Works
When Tough Guys Were King
BY JOHN DAPOLITO & DOMINIK TIEFENTHALER
The screenplay When Tough Guys Were King, written by John Dapolito and his co-author Dominik Tiefenthaler, is a father/son drama taking place over three separate timelines which combines the essence of such classic films like Stand by Me, Big Fish, and Goodfellas.
A true story depicting a life of violent crime, drug addiction and incarceration in Federal prison, is based on the extraordinary life and times of Augie Dapolito, who was suddenly and dramatically struck down by a terminal and debilitating illness at the age of 51.
The film uses video-taped recordings by his eldest and estranged son, John Dapolito, for dramatic tension throughout… The result is a deeply impacting, emotional and resonating film, with the healing/feel-good potential of a Good Will Hunting.
Baptism by Fire
BY JOHN DAPOLITO
Baptism by Fire is based on Joseph Campbell’s PBS special, the Power of Myth with Bill Moyer. The play explores a botched Rite of Passage ritual between an estranged father and his son [because that is what has happened in America for the last sixty years], shortly after the son has committed a heinous act of violence against a fellow artist. Here John Dapolito explores Mr. Campbell’s compelling PBS comment that America has lost sight of the rite of passage rituals power…today we only get a slap on the wrist. John brings us deep into the underground cave (basement apartment) of a seemingly brutal and unforgiving world…but is it? It’s here that he attempts to reveal the deep hunger for male guidance in America, as evidenced by our “lost-boys” and “man-child” culture. A truly powerful read and night of theatre.
Reviews for Baptism by Fire
Daily News Drama Critic by Howard Kissel
One of the most amazing things about New York today is the proliferation of new theaters—even though most of them adhere to the bare-walls esthetic, as if lack of ornament is a sign of seriousness.
A delightful exception is the elegant new theater Micheal Imperioli (of “The Sopranos”) has built at 257 West 29th Street.
It’s current offering is John Dapolito’s “Baptism by Fire,” a surprisingly gripping play about a tough, quirky father and his emotionally overwrought son. Directed by Imperioli, the play boasts an understated but powerful performance by Vincent Curatola as the domineering father. Nick Sandow is convincing as the confused son, and Sharon Angela is extremely funny as the father’s girlfriend.The play its self is very solid, especially the startling speech Curatola gives just before the end.
– Review by Howard Kissel
Killer Midgets
BY JOHN DAPOLITO
In recent years, John has worked on a newly revised edition of Killer Midgets and co-produced and directed Brian Gianci’s new play Lets Kill Grandma This Christmas. John is also set to launch a new web-series on manhood titled Men Without Myth – look for it soon.

_____

→ Your goal
Transcribe the passage of the page on John Dapolito's works from "A true story" up to and including "the age of 51.".

→ Records shown
_____

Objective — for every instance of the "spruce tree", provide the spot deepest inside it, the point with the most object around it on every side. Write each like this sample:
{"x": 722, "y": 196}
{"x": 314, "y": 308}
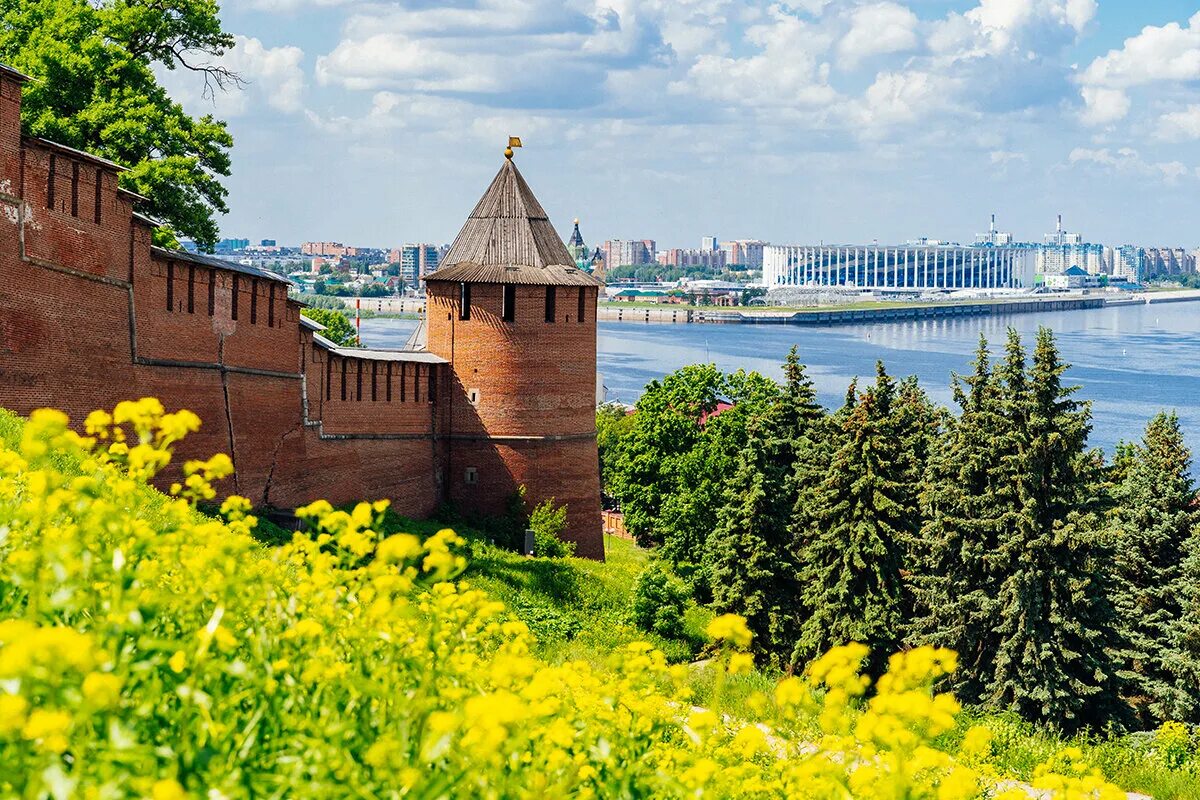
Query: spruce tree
{"x": 966, "y": 486}
{"x": 1059, "y": 659}
{"x": 851, "y": 557}
{"x": 1155, "y": 517}
{"x": 755, "y": 572}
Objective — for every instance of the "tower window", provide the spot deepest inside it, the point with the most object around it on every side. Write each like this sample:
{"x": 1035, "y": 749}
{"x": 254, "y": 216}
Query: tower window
{"x": 49, "y": 181}
{"x": 509, "y": 307}
{"x": 463, "y": 301}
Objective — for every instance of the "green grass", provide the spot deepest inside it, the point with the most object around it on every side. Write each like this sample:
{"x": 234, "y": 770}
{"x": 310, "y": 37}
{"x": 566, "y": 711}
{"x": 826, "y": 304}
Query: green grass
{"x": 1134, "y": 762}
{"x": 577, "y": 608}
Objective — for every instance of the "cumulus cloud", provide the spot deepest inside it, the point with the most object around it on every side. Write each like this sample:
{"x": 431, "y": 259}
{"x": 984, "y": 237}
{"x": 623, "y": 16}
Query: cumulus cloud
{"x": 1103, "y": 106}
{"x": 1012, "y": 26}
{"x": 1159, "y": 54}
{"x": 1169, "y": 52}
{"x": 1127, "y": 160}
{"x": 1180, "y": 126}
{"x": 787, "y": 67}
{"x": 877, "y": 29}
{"x": 898, "y": 97}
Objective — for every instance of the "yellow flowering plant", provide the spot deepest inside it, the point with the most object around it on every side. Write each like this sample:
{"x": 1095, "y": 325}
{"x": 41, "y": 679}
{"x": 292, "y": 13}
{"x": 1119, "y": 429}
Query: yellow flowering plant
{"x": 150, "y": 651}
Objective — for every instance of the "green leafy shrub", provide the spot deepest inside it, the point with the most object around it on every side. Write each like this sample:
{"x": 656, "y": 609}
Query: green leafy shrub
{"x": 660, "y": 600}
{"x": 547, "y": 523}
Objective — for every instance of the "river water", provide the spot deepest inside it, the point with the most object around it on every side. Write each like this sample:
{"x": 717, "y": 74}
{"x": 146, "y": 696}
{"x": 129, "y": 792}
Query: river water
{"x": 1129, "y": 361}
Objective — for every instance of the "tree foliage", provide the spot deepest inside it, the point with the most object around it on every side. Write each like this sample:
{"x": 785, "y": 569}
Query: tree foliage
{"x": 339, "y": 328}
{"x": 864, "y": 517}
{"x": 95, "y": 89}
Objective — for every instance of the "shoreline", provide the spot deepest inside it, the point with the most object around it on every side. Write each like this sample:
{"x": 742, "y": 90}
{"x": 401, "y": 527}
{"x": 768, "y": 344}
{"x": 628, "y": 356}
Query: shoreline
{"x": 852, "y": 314}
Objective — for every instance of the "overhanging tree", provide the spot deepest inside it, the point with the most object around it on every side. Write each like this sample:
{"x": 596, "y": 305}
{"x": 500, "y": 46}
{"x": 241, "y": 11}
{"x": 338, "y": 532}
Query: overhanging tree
{"x": 95, "y": 89}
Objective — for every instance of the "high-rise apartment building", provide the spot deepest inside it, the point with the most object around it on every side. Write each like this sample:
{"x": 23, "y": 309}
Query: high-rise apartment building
{"x": 415, "y": 260}
{"x": 327, "y": 248}
{"x": 1062, "y": 251}
{"x": 625, "y": 252}
{"x": 1129, "y": 263}
{"x": 713, "y": 259}
{"x": 745, "y": 253}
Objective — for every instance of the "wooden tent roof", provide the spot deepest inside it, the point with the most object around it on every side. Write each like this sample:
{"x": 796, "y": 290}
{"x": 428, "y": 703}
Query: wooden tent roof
{"x": 509, "y": 239}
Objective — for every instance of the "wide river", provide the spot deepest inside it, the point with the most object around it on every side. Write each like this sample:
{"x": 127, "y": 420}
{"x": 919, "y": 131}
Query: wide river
{"x": 1129, "y": 361}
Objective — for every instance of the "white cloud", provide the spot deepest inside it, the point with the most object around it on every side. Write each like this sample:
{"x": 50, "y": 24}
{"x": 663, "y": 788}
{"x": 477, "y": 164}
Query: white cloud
{"x": 898, "y": 97}
{"x": 789, "y": 68}
{"x": 1158, "y": 53}
{"x": 1103, "y": 106}
{"x": 1127, "y": 160}
{"x": 274, "y": 77}
{"x": 877, "y": 29}
{"x": 1180, "y": 126}
{"x": 1012, "y": 26}
{"x": 1002, "y": 157}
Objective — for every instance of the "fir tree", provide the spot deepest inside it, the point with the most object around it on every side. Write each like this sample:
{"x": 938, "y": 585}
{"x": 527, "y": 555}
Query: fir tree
{"x": 851, "y": 558}
{"x": 755, "y": 572}
{"x": 1057, "y": 659}
{"x": 966, "y": 487}
{"x": 1155, "y": 518}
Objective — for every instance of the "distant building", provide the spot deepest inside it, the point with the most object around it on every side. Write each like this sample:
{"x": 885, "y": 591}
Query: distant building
{"x": 1129, "y": 263}
{"x": 579, "y": 250}
{"x": 743, "y": 252}
{"x": 1074, "y": 278}
{"x": 232, "y": 245}
{"x": 994, "y": 238}
{"x": 713, "y": 259}
{"x": 627, "y": 252}
{"x": 900, "y": 266}
{"x": 1062, "y": 251}
{"x": 334, "y": 248}
{"x": 1163, "y": 262}
{"x": 415, "y": 260}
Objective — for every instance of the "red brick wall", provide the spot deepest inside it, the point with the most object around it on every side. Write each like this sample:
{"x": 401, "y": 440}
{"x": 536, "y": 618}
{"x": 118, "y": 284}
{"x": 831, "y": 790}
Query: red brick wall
{"x": 89, "y": 317}
{"x": 533, "y": 417}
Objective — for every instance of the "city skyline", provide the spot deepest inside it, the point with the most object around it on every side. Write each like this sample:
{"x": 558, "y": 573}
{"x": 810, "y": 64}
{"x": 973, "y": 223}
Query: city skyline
{"x": 849, "y": 121}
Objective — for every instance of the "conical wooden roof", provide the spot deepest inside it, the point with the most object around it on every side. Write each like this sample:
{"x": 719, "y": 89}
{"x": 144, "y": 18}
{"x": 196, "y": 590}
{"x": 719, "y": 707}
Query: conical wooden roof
{"x": 509, "y": 239}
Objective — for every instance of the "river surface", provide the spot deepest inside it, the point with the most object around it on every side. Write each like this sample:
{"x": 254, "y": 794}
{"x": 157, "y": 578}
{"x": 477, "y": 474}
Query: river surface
{"x": 1129, "y": 361}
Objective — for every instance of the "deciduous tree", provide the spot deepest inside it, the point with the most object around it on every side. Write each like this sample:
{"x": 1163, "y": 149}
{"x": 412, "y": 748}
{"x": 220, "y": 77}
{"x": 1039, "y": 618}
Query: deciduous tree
{"x": 95, "y": 89}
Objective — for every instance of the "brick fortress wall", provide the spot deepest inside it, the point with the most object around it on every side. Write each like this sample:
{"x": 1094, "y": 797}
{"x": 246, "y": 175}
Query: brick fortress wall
{"x": 522, "y": 401}
{"x": 90, "y": 314}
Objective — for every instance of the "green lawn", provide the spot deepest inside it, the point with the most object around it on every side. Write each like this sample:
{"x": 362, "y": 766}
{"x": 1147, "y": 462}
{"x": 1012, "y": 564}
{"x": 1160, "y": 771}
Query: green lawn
{"x": 577, "y": 608}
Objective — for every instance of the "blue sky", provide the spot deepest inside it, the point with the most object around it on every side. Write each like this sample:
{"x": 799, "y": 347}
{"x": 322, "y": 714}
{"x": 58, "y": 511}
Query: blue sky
{"x": 382, "y": 122}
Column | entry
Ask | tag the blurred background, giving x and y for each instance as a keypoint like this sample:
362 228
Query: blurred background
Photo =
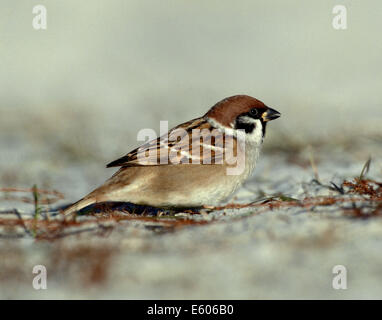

_____

→ Written solution
A true story depicting a life of violent crime, drug addiction and incarceration in Federal prison, is based on the extraordinary life and times of Augie Dapolito, who was suddenly and dramatically struck down by a terminal and debilitating illness at the age of 51.